Direction:
Can you update the data below by changing every "orange" to "amber" and leaving everything else as it is?

---- Dataset rows

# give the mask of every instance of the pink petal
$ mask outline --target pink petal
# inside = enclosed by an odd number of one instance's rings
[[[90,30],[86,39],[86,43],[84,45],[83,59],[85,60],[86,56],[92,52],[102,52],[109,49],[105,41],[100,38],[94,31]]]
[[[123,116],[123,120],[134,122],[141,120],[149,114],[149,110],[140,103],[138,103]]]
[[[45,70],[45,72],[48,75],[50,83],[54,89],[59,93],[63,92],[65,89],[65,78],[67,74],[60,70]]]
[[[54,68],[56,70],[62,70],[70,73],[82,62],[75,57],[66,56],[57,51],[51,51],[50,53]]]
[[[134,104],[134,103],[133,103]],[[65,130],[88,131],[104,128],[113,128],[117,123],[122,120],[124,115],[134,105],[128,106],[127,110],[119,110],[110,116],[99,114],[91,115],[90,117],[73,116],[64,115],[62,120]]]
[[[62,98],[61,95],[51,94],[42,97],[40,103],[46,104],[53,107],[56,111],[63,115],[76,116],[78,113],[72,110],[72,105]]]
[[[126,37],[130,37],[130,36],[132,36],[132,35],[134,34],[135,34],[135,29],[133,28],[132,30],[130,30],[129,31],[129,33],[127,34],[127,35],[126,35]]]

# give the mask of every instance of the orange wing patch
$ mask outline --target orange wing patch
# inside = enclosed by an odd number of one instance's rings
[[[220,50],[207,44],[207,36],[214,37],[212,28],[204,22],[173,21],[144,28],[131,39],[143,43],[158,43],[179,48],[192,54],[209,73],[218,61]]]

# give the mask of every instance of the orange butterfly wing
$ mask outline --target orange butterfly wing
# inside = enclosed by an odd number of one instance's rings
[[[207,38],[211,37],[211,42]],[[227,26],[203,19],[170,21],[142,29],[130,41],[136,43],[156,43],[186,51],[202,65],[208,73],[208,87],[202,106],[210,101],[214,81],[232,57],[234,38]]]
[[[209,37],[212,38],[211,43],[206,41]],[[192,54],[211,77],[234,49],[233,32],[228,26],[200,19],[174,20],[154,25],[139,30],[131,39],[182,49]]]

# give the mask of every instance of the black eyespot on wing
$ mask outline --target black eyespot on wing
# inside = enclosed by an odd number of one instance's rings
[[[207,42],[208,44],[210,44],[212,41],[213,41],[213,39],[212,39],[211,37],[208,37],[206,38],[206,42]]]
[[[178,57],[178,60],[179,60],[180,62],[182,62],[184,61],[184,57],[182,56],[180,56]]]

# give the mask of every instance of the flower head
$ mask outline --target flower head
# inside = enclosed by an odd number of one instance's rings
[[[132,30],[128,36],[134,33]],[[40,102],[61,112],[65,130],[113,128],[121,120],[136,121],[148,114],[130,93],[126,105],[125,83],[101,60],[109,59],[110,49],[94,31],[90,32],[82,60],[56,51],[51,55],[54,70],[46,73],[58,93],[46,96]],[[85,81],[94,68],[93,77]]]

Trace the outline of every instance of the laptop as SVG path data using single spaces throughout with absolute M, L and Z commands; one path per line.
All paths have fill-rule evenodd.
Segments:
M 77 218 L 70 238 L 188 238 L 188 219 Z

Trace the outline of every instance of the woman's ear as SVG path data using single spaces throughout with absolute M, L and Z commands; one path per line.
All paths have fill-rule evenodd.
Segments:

--------

Finished task:
# give the mask of every instance of the pink petal
$ mask outline --target pink petal
# inside = enclosed by an odd number of one instance's rings
[[[90,30],[86,39],[86,43],[84,45],[83,59],[85,60],[86,56],[92,52],[102,52],[109,49],[105,41],[100,38],[94,31]]]
[[[123,116],[123,120],[134,122],[141,120],[149,114],[149,110],[140,103],[138,103]]]
[[[45,70],[45,72],[48,75],[50,83],[54,89],[59,93],[63,92],[65,89],[65,78],[67,74],[60,70]]]
[[[54,68],[56,70],[62,70],[70,73],[82,62],[75,57],[66,56],[57,51],[51,51],[50,53]]]
[[[134,104],[134,103],[133,103]],[[65,130],[88,131],[104,128],[113,128],[117,123],[122,120],[124,115],[134,105],[128,106],[127,110],[119,110],[110,116],[99,114],[91,115],[90,117],[73,116],[64,115],[62,120]]]
[[[62,98],[61,95],[51,94],[42,97],[40,103],[46,104],[53,107],[56,111],[63,115],[76,116],[78,113],[72,110],[72,105]]]
[[[126,37],[130,37],[130,36],[132,36],[132,35],[134,34],[135,34],[135,29],[133,28],[132,30],[130,30],[129,31],[129,33],[127,34],[127,35],[126,35]]]

# give the mask of every instance of the amber wing patch
$ mask outline --target amber wing patch
# inside = enclosed by an odd number of one instance's rings
[[[220,50],[207,44],[207,36],[214,37],[212,28],[204,22],[173,21],[144,28],[131,39],[143,43],[158,43],[179,48],[192,54],[209,73],[218,61]]]

# give the mask of every instance of the amber butterfly wing
$ mask outline --target amber butterfly wing
# inside = enclosed by an odd number of one instance's rings
[[[207,38],[211,37],[211,42]],[[227,26],[203,19],[170,21],[142,29],[130,41],[136,43],[156,43],[186,51],[202,65],[208,73],[208,87],[202,106],[210,101],[214,81],[232,57],[234,38]]]
[[[209,37],[212,38],[211,43],[206,41]],[[192,54],[211,77],[234,49],[233,32],[228,26],[200,19],[174,20],[154,25],[139,30],[131,39],[182,49]]]

# give the mask of every instance of the black eyespot on wing
$ mask outline --target black eyespot on wing
# inside = enclosed by an odd number of one instance's rings
[[[207,42],[208,44],[210,44],[212,41],[213,41],[213,39],[212,39],[211,37],[208,37],[206,38],[206,42]]]
[[[178,57],[178,60],[179,60],[180,62],[182,62],[184,61],[184,57],[182,56],[180,56]]]

# give the mask of every instance of the flower head
$ mask outline --target flower head
# inside = enclosed by an odd number of one instance's rings
[[[132,30],[128,36],[134,33]],[[40,102],[61,112],[65,130],[113,128],[121,120],[136,121],[148,114],[130,93],[126,105],[125,83],[101,60],[109,59],[110,49],[94,31],[90,32],[82,60],[56,51],[51,55],[54,70],[46,73],[58,93],[46,96]],[[85,81],[94,68],[93,77]]]

Trace the outline of every instance of the laptop as SVG path data using single spaces throughout with absolute M, L and Z commands; one path per line.
All paths have fill-rule evenodd.
Segments:
M 77 218 L 70 238 L 188 238 L 188 219 Z

Trace the outline of every instance of the woman's ear as SVG path data using single spaces throughout with absolute M, L and Z commands; one path per line.
All paths have fill-rule evenodd.
Segments:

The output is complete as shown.